It’s putting the “bone” in — well, you know.
After falling on his rear end on the street, a 63-year-old man went to the emergency room for knee pain. Doctors, worried that he might have some additional broken bones, conducted a pelvic x-ray.
Instead, they discovered that his penis was turning to bone.
“An extensive, plaque-like calcification along the expected distribution of the penis was evident,” study authors — five of whom work at the Bronx’s Lincoln Medical and Mental Health Center — write in a report of the case, which will be published in Urology Case Reports next month.
The man with the member was not identified in the report, although it mentions that he walked with a cane and had a history of alcoholism.
He told doctors that he had experienced some pain in his pelvic region, but no other symptoms (such as swelling or discharge).
Then he left — against medical advice — before doctors could examine his rare condition further, or formally diagnose him.
“The diagnosis of penile ossification along the entire penile shaft was suspected,” the study says. But “no laboratory investigation, histological examination, or follow-up was done.”
Johnsons turning to bone “is exceedingly rare,” the researchers write: There are fewer than 40 published case reports of the painful-sounding phenomenon.
Even in those rare cases, the hardening typically only affects part of the shaft — but this unlucky patient showed signs of ossification on his entire member, the doctors say.
“Our patient probably presented in the acute phase of his disease due to the presence of a penile pain,” the report reads.
In most cases, penis ossification is linked to a condition called Peyronie’s disease, in which scar tissue develops inside the shaft. This can cause the organ to become inflamed and curve. It makes erections painful and can also lead to erectile dysfunction.
Besides Peyronie’s disease, syphilis, gonorrhea and trauma can also cause bone cells to form in a member.
Treatment depends on the severity of the condition, but can include painkillers, “stretching” or vacuum devices, shockwave therapy or surgery to remove the calcified tissues.

- **PROBLEM DESCRIPTION**:
Reproduce word for word the part of the article between "Treatment depends on" and "the calcified tissues.", inclusive. The records are separate material and have no connection to the article.

[Data taken from a collection]

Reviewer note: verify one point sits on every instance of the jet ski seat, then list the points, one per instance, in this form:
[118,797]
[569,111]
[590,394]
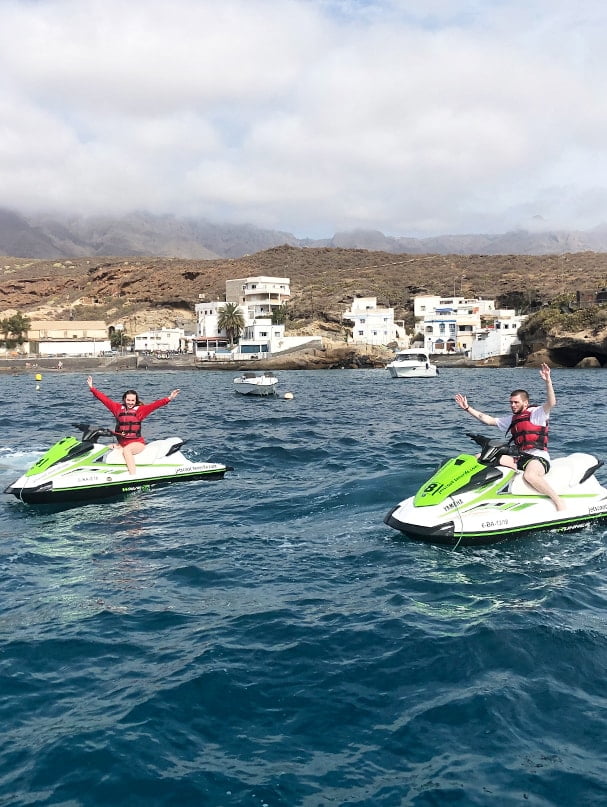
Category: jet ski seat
[152,452]
[565,473]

- **EXPECTED ANSWER**:
Treatment depends on the severity of the condition, but can include painkillers, “stretching” or vacuum devices, shockwave therapy or surgery to remove the calcified tissues.